◆ Description of the task: Please identify each line in the data below that contains the word "metal", and copy every such line.

[Items from a data source]
-=-=-=-=-
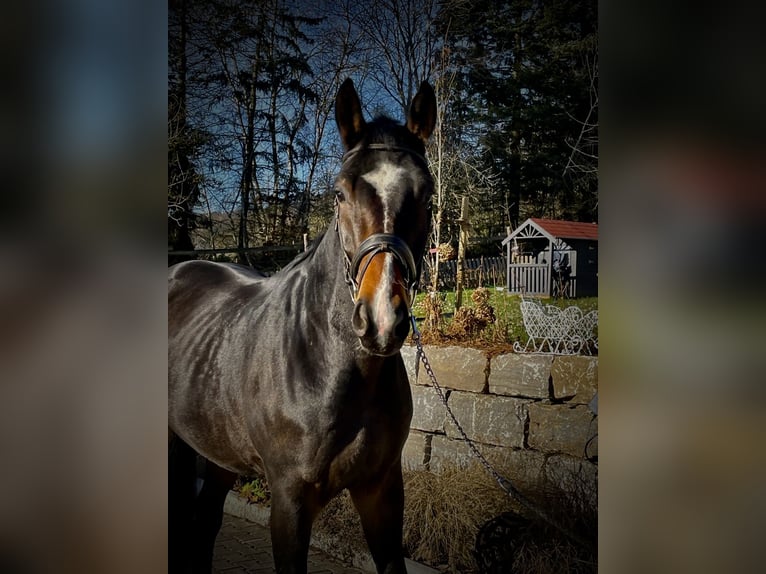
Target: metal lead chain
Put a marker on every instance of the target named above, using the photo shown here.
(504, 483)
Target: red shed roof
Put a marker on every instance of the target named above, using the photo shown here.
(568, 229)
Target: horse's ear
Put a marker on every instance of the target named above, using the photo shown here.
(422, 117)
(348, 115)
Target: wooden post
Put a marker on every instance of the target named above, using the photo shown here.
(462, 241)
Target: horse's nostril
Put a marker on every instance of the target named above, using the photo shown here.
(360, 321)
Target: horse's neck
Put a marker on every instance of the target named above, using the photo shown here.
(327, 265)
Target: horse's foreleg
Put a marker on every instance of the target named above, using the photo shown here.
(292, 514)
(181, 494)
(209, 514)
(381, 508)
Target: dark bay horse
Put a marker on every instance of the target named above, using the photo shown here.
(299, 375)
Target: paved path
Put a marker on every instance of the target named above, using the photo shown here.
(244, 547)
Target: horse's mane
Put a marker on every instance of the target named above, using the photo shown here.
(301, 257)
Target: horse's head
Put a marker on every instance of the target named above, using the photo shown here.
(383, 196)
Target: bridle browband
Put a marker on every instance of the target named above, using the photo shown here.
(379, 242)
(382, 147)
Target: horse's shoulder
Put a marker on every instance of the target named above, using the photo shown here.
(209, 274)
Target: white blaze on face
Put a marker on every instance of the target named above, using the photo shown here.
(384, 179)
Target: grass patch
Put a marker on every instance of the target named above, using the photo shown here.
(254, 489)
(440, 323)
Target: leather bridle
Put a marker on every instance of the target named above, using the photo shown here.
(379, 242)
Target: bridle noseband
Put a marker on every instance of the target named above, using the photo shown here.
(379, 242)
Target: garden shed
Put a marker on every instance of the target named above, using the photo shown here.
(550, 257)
-=-=-=-=-
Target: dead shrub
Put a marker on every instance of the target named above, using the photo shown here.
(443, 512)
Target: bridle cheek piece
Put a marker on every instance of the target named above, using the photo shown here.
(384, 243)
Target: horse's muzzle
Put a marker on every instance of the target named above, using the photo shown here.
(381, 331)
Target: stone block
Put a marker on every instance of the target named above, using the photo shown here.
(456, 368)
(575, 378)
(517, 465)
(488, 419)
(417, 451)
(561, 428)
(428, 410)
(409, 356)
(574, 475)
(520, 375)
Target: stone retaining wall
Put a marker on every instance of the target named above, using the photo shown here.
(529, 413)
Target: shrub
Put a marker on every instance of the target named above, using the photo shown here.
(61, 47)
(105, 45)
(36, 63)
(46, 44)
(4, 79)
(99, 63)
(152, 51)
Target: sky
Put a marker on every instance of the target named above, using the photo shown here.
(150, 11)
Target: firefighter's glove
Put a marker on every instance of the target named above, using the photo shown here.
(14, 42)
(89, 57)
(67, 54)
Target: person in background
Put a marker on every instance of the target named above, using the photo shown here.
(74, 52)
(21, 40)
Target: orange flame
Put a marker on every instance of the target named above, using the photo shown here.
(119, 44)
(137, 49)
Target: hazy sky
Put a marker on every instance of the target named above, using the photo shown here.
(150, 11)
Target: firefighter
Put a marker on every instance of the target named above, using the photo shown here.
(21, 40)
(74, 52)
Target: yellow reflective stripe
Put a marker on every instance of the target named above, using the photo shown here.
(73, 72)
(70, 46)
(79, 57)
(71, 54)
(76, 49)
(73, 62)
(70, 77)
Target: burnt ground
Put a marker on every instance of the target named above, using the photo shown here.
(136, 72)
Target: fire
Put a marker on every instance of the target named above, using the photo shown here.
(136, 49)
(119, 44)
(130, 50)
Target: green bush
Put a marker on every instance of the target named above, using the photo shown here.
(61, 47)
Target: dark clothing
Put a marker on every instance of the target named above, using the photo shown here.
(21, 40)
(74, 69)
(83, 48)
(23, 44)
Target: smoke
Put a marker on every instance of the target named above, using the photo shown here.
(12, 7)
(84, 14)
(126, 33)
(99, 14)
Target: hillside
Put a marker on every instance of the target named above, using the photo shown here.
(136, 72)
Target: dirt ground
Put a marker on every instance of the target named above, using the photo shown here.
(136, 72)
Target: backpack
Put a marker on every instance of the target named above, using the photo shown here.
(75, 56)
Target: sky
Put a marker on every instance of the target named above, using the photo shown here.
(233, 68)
-=-=-=-=-
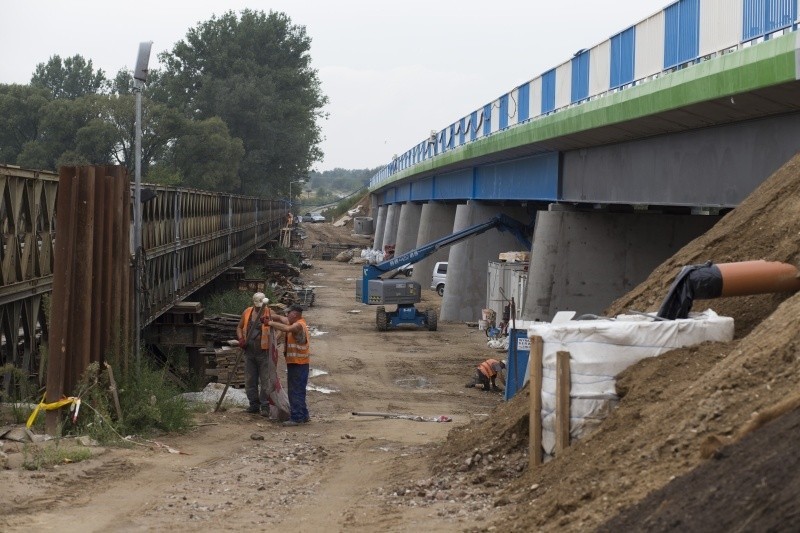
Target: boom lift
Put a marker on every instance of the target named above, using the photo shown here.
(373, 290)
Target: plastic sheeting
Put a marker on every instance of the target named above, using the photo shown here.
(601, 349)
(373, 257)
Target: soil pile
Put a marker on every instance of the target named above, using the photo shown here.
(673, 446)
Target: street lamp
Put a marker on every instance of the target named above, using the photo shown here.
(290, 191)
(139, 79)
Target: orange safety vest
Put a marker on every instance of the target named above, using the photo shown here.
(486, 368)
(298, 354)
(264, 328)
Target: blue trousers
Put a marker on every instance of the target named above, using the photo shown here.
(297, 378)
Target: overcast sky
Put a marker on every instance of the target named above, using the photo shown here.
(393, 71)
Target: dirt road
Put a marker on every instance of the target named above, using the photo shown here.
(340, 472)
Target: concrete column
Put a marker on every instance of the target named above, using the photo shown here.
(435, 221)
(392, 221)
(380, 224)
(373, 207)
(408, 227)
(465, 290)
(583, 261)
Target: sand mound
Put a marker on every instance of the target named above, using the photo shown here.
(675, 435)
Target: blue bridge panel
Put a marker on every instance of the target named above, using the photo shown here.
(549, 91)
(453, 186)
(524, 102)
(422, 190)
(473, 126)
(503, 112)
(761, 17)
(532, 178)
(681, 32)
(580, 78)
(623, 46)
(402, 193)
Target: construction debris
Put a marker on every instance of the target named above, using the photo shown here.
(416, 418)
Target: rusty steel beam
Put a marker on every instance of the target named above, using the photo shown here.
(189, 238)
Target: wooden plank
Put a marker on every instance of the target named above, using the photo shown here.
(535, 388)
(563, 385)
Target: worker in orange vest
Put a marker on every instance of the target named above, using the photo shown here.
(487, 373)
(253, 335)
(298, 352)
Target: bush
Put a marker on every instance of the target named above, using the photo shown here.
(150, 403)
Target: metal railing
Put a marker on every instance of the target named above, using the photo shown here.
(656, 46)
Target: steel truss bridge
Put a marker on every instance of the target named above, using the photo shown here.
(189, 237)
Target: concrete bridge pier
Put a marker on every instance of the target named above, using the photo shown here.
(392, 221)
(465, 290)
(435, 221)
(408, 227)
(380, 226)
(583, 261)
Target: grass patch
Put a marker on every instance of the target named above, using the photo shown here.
-=-=-=-=-
◆ Task response:
Target: metal lead chain
Target: metal railing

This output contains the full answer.